%%

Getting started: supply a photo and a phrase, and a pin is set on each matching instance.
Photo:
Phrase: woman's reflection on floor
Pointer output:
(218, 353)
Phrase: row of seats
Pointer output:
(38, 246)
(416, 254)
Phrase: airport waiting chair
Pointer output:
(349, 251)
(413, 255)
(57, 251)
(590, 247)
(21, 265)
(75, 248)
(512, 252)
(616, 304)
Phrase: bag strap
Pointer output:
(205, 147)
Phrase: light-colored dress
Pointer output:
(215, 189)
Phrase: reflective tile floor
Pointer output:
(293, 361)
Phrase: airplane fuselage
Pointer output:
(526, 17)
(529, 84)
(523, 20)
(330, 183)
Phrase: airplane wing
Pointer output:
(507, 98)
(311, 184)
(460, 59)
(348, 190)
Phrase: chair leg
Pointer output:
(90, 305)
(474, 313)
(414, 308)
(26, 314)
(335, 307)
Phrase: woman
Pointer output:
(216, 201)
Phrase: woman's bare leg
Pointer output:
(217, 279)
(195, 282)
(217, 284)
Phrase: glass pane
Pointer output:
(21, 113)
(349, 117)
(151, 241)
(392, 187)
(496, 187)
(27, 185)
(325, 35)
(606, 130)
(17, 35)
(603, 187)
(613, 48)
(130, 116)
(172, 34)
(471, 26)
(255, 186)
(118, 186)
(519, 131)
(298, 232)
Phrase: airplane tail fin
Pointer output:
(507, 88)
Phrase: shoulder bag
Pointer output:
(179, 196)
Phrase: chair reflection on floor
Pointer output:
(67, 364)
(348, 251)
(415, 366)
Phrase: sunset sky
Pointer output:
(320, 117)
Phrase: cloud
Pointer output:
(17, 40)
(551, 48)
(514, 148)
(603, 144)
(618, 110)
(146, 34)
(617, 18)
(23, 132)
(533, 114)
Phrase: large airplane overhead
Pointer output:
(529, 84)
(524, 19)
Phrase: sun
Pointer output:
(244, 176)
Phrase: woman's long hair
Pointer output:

%%

> **YOUR INSTRUCTIONS**
Check each line of the data above for the string "floor", and copy the ones that have it.

> **ANSWER SECTION**
Phrase: woman's reflection on floor
Phrase: reflective tile floor
Phrase: chair reflection on floor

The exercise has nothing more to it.